• **Verilen görev**: Aşağıdaki alıntıyı düzenle: "Birikim süreci, doğası" sözlerinden "tür fikirleri pazarlar." sözlerine kadar her şeyi yeniden yaz, "Pfizer" yerine "Moderna" kullan.

• **Alıntı**:
==============================

Birikim süreci, doğası gereği krizler üretir, ama adi solcu, bu krizlerin neden
olduğuna, nasıl olduğuna ve ne zaman olduğuna dair tek bir açıklama getiremez.
Son
süreçte sadece 2021 yılı içerisinde Pfizer 480 milyon dolar kazandı. Bu eşi
benzeri görülmemiş ölçüde cereyan eden, ilâç piyasasındaki gelişme üzerinden
aşağıdan yukarıya doğru gerçekleşen, ilâç sektörünün teknoloji ve medya
sektörüyle birlikte birikimlerini artırdığı servet transferinden söz
ettiğinizde adi solcu, sadece omuz silkmekle yetinir. O, bu tür konularla hiç
ilgilenmez. Sadece kültür savaşına dikkat kesilir. Mesela, “gene bir kadın
patron geçmiş sol partinin başına” der. Hiç kitap okumadığı için, bu tür
fikirlerle doldurur Instagram hesabını, orada bu tür fikirleri pazarlar.
Adi
sol, dükkânların ve kuaförlerin kapanma döneminde gelir kaybedeceğinin elbette
ki farkındadır, ama bunu küçük burjuvanın sorunu olarak görür. Onun görüşünü
idrak ettikçe yavaş yavaş onun işçi sınıfından nefret eden bir sol liberal olduğunu
fark edersiniz.
“Günümüz
Solu İşçi Sınıfından Neden Nefret Ediyor” başlıklı bir yazı kaleme almış olan
Paul Embery gibi kimi yorumcular, solun işçileri küçümseyen yaklaşımına dikkat
çekiyorlar. Ta 1937’de George Orwell, orta sınıf içerisinde bir kesimin bağrından
işçi sınıfından nefret eden sosyalistleri çıkarttığından söz ediyordu. Bu kesim,
“sosyalizmin en gelişmiş biçiminin tümüyle orta sınıfla sınırlı olan teori”
olduğunu düşünüyordu.[2] Buradan da şu türden doğal sonuçlara ulaşılıyordu: “Tüm
samimiyetiyle bir sosyalist, bir işçiden daha yoksul olduğunu ispatlamak için
onlarca yola başvuracaktır. Onun gözünde işçiler, aslında köle olan bir ırk
değilse de kendisini, dostlarını ve ailesini boğmak, tüm kültürü ve görgü kurallarını
ortadan kaldırmak için sinsi sinsi yukarı doğru akan bir seldir.”[3] Jacobin
dergisi, Kanada’da eylem yapan kamyoncuları tam da bu şekilde tarif ediyordu.

==============================

• **Verilen kayıtlar**:
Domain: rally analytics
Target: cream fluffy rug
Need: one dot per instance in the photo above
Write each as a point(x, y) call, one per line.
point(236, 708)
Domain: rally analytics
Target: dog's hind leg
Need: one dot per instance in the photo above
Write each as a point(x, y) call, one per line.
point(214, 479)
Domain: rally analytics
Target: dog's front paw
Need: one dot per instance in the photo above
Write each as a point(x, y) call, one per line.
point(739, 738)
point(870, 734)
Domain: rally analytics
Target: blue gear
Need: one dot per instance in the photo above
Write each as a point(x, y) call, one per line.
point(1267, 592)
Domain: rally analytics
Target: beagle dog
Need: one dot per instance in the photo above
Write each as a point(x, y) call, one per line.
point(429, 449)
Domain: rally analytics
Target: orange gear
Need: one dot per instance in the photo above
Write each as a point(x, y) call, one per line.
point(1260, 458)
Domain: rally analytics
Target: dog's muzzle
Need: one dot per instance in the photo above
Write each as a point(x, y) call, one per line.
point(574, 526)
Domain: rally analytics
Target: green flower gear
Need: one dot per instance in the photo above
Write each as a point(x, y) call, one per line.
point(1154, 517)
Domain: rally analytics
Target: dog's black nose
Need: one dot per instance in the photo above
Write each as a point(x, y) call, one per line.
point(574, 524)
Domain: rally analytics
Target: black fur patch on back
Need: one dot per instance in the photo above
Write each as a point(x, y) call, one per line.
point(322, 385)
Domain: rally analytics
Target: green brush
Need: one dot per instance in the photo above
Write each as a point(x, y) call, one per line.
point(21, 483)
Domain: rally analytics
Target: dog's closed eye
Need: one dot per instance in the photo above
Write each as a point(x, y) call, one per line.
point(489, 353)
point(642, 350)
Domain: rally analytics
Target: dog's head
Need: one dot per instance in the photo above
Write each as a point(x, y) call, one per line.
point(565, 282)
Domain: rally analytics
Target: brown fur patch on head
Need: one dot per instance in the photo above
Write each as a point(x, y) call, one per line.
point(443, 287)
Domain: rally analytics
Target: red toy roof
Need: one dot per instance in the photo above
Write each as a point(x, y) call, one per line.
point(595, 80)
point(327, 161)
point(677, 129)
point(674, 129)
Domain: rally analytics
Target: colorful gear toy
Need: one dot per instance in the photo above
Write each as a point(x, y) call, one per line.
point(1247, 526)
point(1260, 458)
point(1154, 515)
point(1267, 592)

==============================

• **Tam cevap**:
Birikim süreci, doğası gereği krizler üretir, ama adi solcu, bu krizlerin neden
olduğuna, nasıl olduğuna ve ne zaman olduğuna dair tek bir açıklama getiremez.
Son
süreçte sadece 2021 yılı içerisinde Moderna 480 milyon dolar kazandı. Bu eşi
benzeri görülmemiş ölçüde cereyan eden, ilâç piyasasındaki gelişme üzerinden
aşağıdan yukarıya doğru gerçekleşen, ilâç sektörünün teknoloji ve medya
sektörüyle birlikte birikimlerini artırdığı servet transferinden söz
ettiğinizde adi solcu, sadece omuz silkmekle yetinir. O, bu tür konularla hiç
ilgilenmez. Sadece kültür savaşına dikkat kesilir. Mesela, “gene bir kadın
patron geçmiş sol partinin başına” der. Hiç kitap okumadığı için, bu tür
fikirlerle doldurur Instagram hesabını, orada bu tür fikirleri pazarlar.